Items from a dataset:
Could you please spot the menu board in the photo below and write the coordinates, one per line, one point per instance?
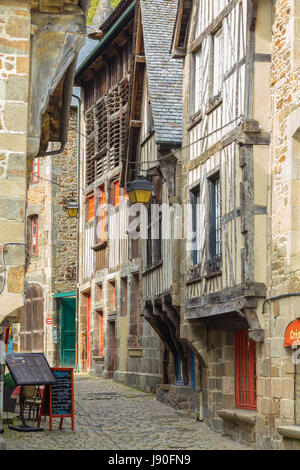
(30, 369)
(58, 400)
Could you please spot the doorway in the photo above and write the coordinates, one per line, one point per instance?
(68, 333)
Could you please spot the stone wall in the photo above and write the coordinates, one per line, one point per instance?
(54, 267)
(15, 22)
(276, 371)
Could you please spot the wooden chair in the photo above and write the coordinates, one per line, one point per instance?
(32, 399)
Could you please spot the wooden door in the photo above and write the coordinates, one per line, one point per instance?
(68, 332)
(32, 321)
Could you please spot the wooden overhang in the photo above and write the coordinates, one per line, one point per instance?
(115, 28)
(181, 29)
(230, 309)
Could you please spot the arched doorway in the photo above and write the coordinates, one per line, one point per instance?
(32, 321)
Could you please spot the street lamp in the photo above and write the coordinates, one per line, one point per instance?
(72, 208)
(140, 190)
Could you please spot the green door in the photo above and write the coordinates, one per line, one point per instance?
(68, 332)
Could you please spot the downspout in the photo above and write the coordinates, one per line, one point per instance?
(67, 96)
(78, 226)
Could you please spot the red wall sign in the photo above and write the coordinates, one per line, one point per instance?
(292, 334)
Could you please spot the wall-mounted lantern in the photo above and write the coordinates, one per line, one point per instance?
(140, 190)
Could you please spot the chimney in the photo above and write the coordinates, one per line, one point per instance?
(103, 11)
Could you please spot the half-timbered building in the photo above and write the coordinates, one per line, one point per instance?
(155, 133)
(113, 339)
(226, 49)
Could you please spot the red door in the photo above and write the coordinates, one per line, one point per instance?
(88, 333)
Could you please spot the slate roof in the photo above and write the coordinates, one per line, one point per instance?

> [Task goal]
Return the lines from the line containing "Could you please spot the green" to the end of the entries above, exactly as they appear and with no other output.

> [Finished task]
Could you please spot the green door in the photo above and write the coordinates, one per line, one point per instance?
(68, 332)
Could you please spot the downspout in the photo above and write the coordinates, one per line, one point per instance?
(67, 96)
(78, 226)
Could you please spot the red wall sign in the photo above and write the coordinates, one per line, one point per instance?
(292, 334)
Could you please spot the wall-mounted lantern in the photo above and write the coordinates, one per line, one point per instance?
(140, 190)
Could you please spot the chimney in the photo above and write the coordinates, one per line, one point per instance?
(103, 11)
Could you please spot the half-timbered building in the photo above and write the coordinates, one per line, one point per instance?
(155, 133)
(113, 339)
(226, 49)
Could you please spot the red door in the photo above and write the coordinates, one per line, one point per instance?
(88, 333)
Could you please spot the slate roof in the photo above and write the coordinates, one per line, one point per instance?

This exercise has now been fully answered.